Lynn discovered the Whities maintained a strong presence throughout the jail and passed his findings on to Denny, who filed a lawsuit in federal court. He also sent a letter to Sheriff Sherman Block, District Attorney Ira Reiner, Chairman of the Board of Supervisors Schabarum, County Counsel, and the presiding judges of the criminal and superior courts detailing the case and asking for disciplinary action to be taken against the deputies. It’s unclear if any of the deputies who participated in the attack on Crawford were ever disciplined.
Crawford’s case never made it to trial. Lynn says that’s common with deputy gang cases: “The County does not want these cases going to trial because then you get deputies and victims under oath, and they avoid that at all costs. The County just keeps throwing money at the defendants and the lawyers. It’s a business.” Crawford settled for $60,000 and signed an affidavit that he wouldn’t pursue any action on residual injuries. Crawford says he chose to settle because his father was ill with colon cancer, and with no insurance, he was set to lose the family home. He never considered that over 30 years later he’d still suffer from splitting headaches and consistent aching in his leg.
His life has been complicated by his felony offender status, which he credits with setting people up for failure through stigmatization. “They got away with it,” Crawford says looking back on his case. “I’ve told people throughout my life about the incident. A lot of people just can’t believe that police officers were evil. I mean, they really are.” Denny and Lynn, however, were only just beginning their investigations into the gangs within the Los Angeles County Sheriff’s Department.
The Murder of Hong Pyo Lee
Hong Pyo Lee was driving through the Compton area in the early morning hours of March 8, 1988. Despite past struggles, things were looking up for the 21 year old. He was working 50 to 60 hours a week at his family’s liquor store in Anaheim and had just signed up for auto mechanic classes at an LA-area trade school. Sadly, his life was cut short.
LASD deputies claimed they witnessed Lee run a stop sign and pulled behind him, asking him to stop. They said Lee accelerated and led them on a chase across freeways and surface streets towards Long Beach, with two local police officers joining in; Lee’s speeds never exceeded 45 mph. He came to a stop at a railway siding across from a factory – the area only had one way in and out. Sheriff’s Sergeant Paul Tanaka, who went on to serve as second in command of the department and be convicted for crimes committed while in that position— along with Deputies Robert Papini, Daniel McLeod, and Brian Lee stopped about 15 feet behind Lee and drew their guns. Deputy John Chapman approached Lee’s car and ordered him to surrender.

§ Task goal: Carry the passage on Los Angeles County Sheriff's Department gangs forward from its final sentence. The data that come next have nothing to do with the passage on Los Angeles County Sheriff's Department gangs.

§ Entries provided:
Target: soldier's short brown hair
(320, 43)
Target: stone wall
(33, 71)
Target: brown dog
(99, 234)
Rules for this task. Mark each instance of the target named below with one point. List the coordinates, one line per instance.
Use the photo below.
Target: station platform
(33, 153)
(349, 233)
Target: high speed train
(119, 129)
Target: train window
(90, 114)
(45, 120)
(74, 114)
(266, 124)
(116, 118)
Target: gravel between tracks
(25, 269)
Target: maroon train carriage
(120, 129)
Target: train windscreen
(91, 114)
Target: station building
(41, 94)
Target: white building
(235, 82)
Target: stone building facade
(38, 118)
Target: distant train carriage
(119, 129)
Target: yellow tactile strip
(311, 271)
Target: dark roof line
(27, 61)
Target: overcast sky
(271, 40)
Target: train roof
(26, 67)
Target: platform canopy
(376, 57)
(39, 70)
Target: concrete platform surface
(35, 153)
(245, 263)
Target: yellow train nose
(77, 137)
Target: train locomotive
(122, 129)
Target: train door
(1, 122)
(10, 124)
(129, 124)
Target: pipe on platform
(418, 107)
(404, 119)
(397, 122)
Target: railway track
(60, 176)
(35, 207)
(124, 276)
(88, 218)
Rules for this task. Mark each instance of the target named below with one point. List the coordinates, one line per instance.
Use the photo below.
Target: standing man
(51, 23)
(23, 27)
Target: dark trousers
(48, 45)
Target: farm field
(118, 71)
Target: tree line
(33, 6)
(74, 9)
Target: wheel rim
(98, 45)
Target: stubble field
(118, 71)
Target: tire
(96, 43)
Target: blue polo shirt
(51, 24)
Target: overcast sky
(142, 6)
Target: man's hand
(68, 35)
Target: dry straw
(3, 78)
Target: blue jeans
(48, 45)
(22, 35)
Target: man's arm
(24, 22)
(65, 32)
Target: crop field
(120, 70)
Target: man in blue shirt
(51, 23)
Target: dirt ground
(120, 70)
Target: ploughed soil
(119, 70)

§ Result:
Investigators say that, out of nowhere, all of the deputies opened fire. They shot Lee nine times in the back, killing him. Long Beach police officer Richard R. Boatwright turned to his partner and said, “We just observed the sheriff’s execute somebody.”
The 12-page report from then-District Attorney Ira Reiner acknowledged several inconsistencies between the accounts shared by the officers on scene that night. The deputies told investigators that Lee started to back his car up when they shot at him, but they could not agree on how fast he was moving. The two Long Beach officers said Lee never reversed his vehicle. Reiner’s report noted Lee’s car was found crashed into a fence 120 feet away from where the shooting occurred. His family also noted bruising on his face. Still, Reiner ultimately found that the sheriff’s deputies acted in self-defense when they fired. No charges were filed, and the department never publicly indicated that any of the deputies were disciplined.
Lee’s family filed a federal lawsuit shortly after his death alleging that his civil rights were violated. They retained attorney George V. Denny III, who again turned to David Lynn to investigate the shooting. Although they didn’t know it yet, the pair had stumbled upon another sheriff deputy gang: The Lynwood Vikings.